DATA SHOWN Block Start
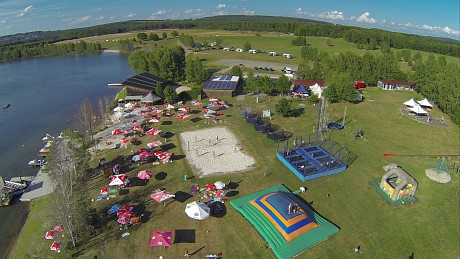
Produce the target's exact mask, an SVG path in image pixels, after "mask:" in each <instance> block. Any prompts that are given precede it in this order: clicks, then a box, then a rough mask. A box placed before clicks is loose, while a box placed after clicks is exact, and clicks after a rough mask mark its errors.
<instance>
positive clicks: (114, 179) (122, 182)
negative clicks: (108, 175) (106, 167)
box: [109, 174, 128, 186]
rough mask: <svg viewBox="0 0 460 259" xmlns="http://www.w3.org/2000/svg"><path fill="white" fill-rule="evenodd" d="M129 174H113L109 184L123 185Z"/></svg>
mask: <svg viewBox="0 0 460 259" xmlns="http://www.w3.org/2000/svg"><path fill="white" fill-rule="evenodd" d="M127 178H128V176H127V175H126V174H117V175H114V176H112V179H111V180H110V183H109V186H120V185H123V184H124V182H125V181H126V179H127Z"/></svg>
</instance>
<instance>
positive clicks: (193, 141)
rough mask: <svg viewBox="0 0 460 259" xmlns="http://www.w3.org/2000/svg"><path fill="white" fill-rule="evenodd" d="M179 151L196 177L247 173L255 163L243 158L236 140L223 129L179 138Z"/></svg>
DATA SHOWN Block End
= ABOUT THIS TASK =
Please update the records above by replacing every "positive clicks" with "foreground clicks" and keeping everything else unchanged. Leave the pictures out of your answer.

= ANSWER =
Produce the target's exact mask, an SVG path in image pixels, after "mask:" in each <instance> block. Any prompts that are given precede it in this order: clicks, then a box, then a rough mask. A box placed before clicks is loose, while a box placed after clicks is exact, and clicks after a rough mask mark its errors.
<instance>
foreground clicks: (114, 179) (122, 182)
negative clicks: (108, 175) (106, 167)
box: [109, 174, 128, 186]
rough mask: <svg viewBox="0 0 460 259" xmlns="http://www.w3.org/2000/svg"><path fill="white" fill-rule="evenodd" d="M129 174H113L109 184L123 185Z"/></svg>
mask: <svg viewBox="0 0 460 259" xmlns="http://www.w3.org/2000/svg"><path fill="white" fill-rule="evenodd" d="M127 178H128V176H127V175H126V174H117V175H114V176H112V179H111V180H110V183H109V186H120V185H123V184H124V182H125V181H126V179H127Z"/></svg>
</instance>
<instance>
foreground clicks: (193, 141)
rough mask: <svg viewBox="0 0 460 259" xmlns="http://www.w3.org/2000/svg"><path fill="white" fill-rule="evenodd" d="M179 151L196 177L247 173L255 163L243 158L236 140L223 129L179 138Z"/></svg>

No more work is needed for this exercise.